▶ **Records shown**:
## BEGIN

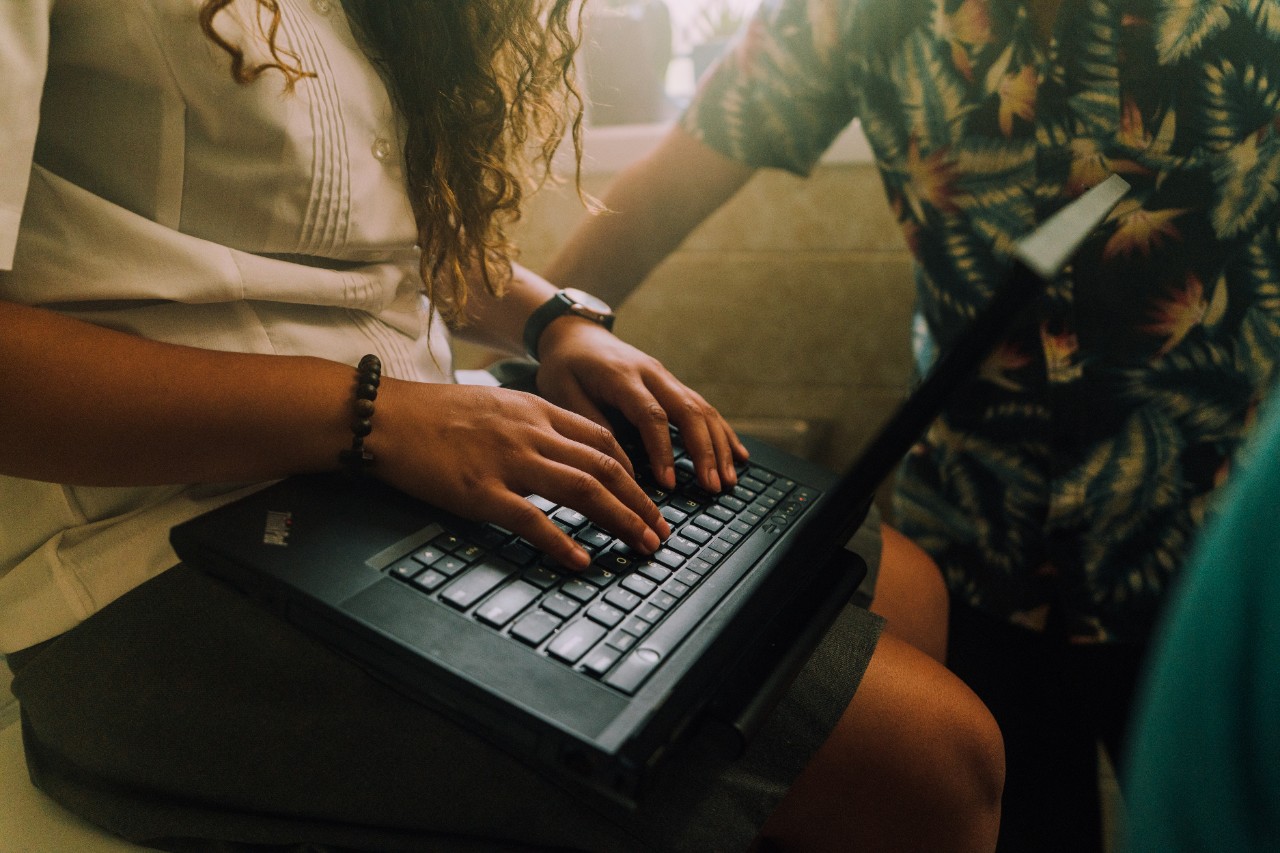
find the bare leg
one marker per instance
(915, 763)
(910, 594)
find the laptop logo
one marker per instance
(277, 530)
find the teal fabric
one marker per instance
(1205, 767)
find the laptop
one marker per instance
(593, 678)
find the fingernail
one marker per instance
(667, 477)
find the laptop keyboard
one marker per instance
(627, 612)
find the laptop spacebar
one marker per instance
(636, 666)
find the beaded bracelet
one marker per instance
(369, 374)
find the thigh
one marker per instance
(1051, 785)
(183, 711)
(912, 596)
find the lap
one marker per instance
(186, 711)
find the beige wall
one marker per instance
(791, 302)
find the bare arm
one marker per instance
(85, 405)
(650, 208)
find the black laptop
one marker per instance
(594, 676)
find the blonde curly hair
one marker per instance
(487, 92)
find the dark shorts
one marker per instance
(183, 714)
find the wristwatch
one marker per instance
(566, 301)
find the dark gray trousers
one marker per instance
(186, 717)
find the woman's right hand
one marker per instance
(480, 451)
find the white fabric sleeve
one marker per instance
(23, 63)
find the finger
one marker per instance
(700, 434)
(581, 428)
(649, 418)
(528, 521)
(598, 489)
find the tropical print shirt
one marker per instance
(1063, 484)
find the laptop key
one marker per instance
(535, 626)
(575, 639)
(561, 605)
(476, 583)
(599, 661)
(634, 669)
(506, 603)
(430, 580)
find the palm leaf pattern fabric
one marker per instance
(1063, 484)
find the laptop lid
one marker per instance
(324, 553)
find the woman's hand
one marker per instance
(480, 451)
(584, 368)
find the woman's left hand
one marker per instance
(585, 368)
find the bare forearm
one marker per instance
(87, 405)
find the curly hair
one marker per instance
(487, 92)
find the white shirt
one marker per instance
(142, 188)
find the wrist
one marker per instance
(566, 304)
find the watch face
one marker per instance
(592, 304)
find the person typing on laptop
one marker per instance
(210, 213)
(1060, 487)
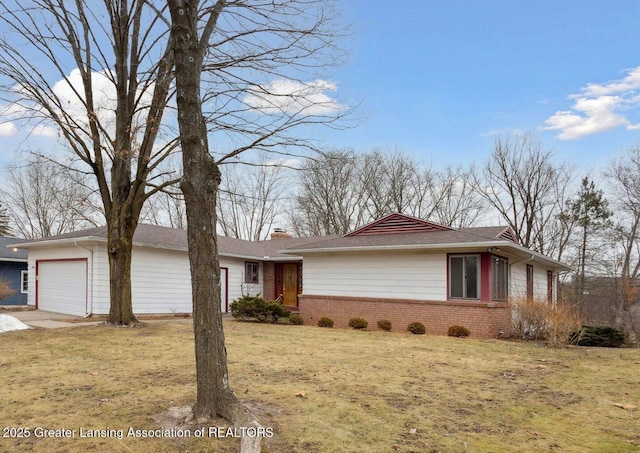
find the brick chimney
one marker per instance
(279, 233)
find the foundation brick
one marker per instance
(483, 319)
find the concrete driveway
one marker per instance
(45, 319)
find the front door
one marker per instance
(290, 285)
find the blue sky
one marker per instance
(438, 79)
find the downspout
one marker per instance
(88, 310)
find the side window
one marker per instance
(251, 272)
(464, 277)
(500, 278)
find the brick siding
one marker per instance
(483, 319)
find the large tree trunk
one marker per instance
(120, 245)
(200, 182)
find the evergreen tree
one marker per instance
(590, 212)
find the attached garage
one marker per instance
(61, 286)
(72, 271)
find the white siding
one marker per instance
(62, 286)
(237, 286)
(416, 276)
(71, 252)
(518, 287)
(160, 279)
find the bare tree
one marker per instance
(250, 199)
(5, 229)
(47, 198)
(221, 51)
(523, 185)
(590, 212)
(623, 176)
(99, 74)
(455, 202)
(330, 198)
(394, 182)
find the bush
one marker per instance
(416, 328)
(325, 322)
(541, 320)
(358, 323)
(255, 307)
(605, 337)
(458, 331)
(295, 319)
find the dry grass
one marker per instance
(323, 390)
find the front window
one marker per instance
(500, 278)
(464, 277)
(529, 282)
(251, 272)
(24, 282)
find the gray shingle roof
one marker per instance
(6, 250)
(175, 239)
(432, 238)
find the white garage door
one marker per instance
(223, 289)
(62, 286)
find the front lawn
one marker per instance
(320, 390)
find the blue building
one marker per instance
(13, 270)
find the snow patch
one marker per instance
(9, 323)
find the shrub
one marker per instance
(416, 328)
(325, 322)
(605, 337)
(541, 320)
(458, 331)
(255, 307)
(384, 324)
(295, 319)
(358, 323)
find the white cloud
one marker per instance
(8, 130)
(70, 94)
(294, 97)
(598, 108)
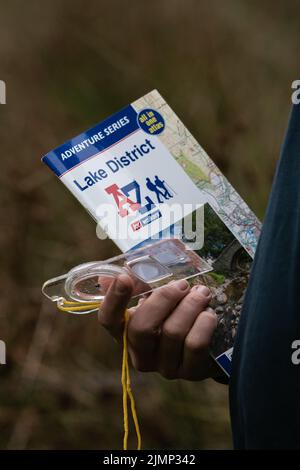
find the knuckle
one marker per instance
(197, 346)
(103, 320)
(140, 330)
(210, 316)
(172, 332)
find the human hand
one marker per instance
(168, 332)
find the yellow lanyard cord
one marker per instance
(73, 307)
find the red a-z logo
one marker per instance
(128, 198)
(136, 225)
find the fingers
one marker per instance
(111, 312)
(196, 363)
(145, 323)
(176, 328)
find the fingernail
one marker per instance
(203, 290)
(182, 284)
(120, 286)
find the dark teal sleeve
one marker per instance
(265, 384)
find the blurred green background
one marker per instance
(226, 69)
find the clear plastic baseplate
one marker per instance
(150, 267)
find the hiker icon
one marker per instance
(160, 188)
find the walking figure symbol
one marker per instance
(161, 189)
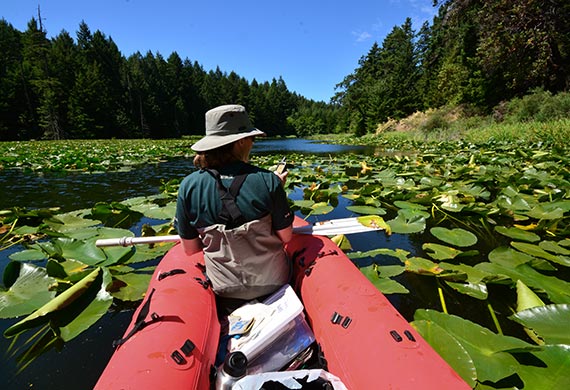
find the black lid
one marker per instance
(235, 364)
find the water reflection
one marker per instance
(89, 353)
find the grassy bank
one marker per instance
(538, 118)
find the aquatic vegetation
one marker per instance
(487, 217)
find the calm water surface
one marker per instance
(82, 360)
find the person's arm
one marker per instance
(285, 234)
(191, 246)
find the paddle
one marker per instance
(331, 227)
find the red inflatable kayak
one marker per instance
(172, 340)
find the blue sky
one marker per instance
(312, 45)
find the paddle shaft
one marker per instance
(326, 228)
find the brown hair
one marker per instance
(215, 158)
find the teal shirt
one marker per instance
(199, 202)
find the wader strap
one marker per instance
(140, 322)
(230, 215)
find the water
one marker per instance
(81, 361)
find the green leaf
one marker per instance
(366, 210)
(475, 290)
(80, 250)
(537, 251)
(449, 349)
(558, 290)
(526, 298)
(406, 224)
(27, 293)
(550, 322)
(28, 255)
(457, 236)
(132, 286)
(488, 351)
(342, 242)
(552, 370)
(321, 208)
(440, 252)
(90, 310)
(517, 234)
(44, 313)
(384, 284)
(554, 247)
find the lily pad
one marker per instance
(406, 223)
(384, 284)
(517, 234)
(537, 251)
(549, 321)
(440, 252)
(366, 210)
(488, 351)
(449, 348)
(27, 293)
(457, 236)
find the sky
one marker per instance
(312, 45)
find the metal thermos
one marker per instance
(233, 369)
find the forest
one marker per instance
(475, 54)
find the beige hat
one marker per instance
(224, 125)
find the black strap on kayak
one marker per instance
(230, 215)
(141, 322)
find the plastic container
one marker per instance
(279, 332)
(284, 349)
(233, 369)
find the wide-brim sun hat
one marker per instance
(224, 125)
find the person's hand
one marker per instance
(282, 176)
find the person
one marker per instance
(236, 213)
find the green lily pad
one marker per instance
(80, 250)
(409, 205)
(440, 252)
(475, 290)
(342, 242)
(558, 290)
(28, 255)
(449, 348)
(132, 286)
(517, 234)
(384, 283)
(27, 293)
(549, 321)
(63, 303)
(407, 223)
(365, 210)
(537, 251)
(554, 247)
(488, 351)
(457, 236)
(321, 208)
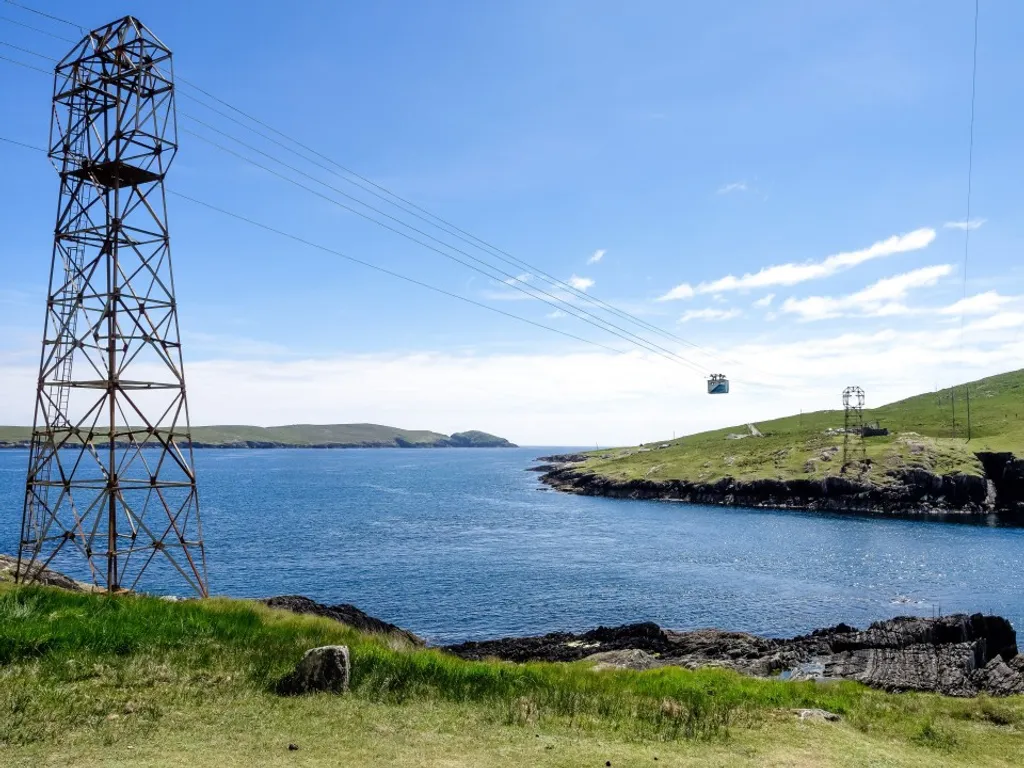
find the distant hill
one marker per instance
(309, 435)
(923, 435)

## END

▶ **Given request**: Rewrite every line from the one containing "find the wader strap" through the end of the records, requests included, and offset each coordinate in the answers by -74. Leave the pictures out of your answer.

▶ **Result of this exercise**:
find the wader strap
one marker per instance
(66, 248)
(156, 141)
find the water
one marker per instance
(7, 287)
find the green leaf
one marker per instance
(292, 136)
(401, 216)
(6, 176)
(463, 177)
(375, 275)
(484, 216)
(452, 224)
(332, 150)
(-47, 219)
(476, 248)
(-46, 181)
(383, 162)
(58, 212)
(414, 277)
(268, 168)
(478, 296)
(247, 134)
(366, 178)
(16, 236)
(443, 160)
(-30, 239)
(310, 210)
(480, 173)
find the lily pad
one marker per instance
(332, 149)
(310, 210)
(443, 160)
(463, 177)
(475, 247)
(366, 178)
(292, 136)
(414, 277)
(375, 274)
(-47, 219)
(383, 162)
find the sky
one marker per instance
(238, -29)
find the metal thermos
one marker per instance
(159, 295)
find the forest
one marker per instance
(401, -20)
find the beige hat
one marker per instance
(150, 51)
find the black strap on kayak
one marker per instance
(156, 141)
(67, 248)
find the plastic container
one marker per instance
(205, 258)
(210, 275)
(159, 295)
find the wide-brim sun hat
one marker per instance
(150, 51)
find the person's hand
one marker per instance
(208, 102)
find the person
one marker per instance
(162, 139)
find the green lily pad
one marker per instance
(6, 176)
(335, 131)
(366, 178)
(401, 216)
(268, 168)
(484, 216)
(-46, 181)
(375, 274)
(58, 212)
(443, 160)
(310, 209)
(-47, 219)
(475, 247)
(-11, 229)
(333, 149)
(291, 136)
(463, 177)
(480, 173)
(414, 277)
(383, 162)
(247, 134)
find the distant hill
one marker per instance
(235, 361)
(849, 361)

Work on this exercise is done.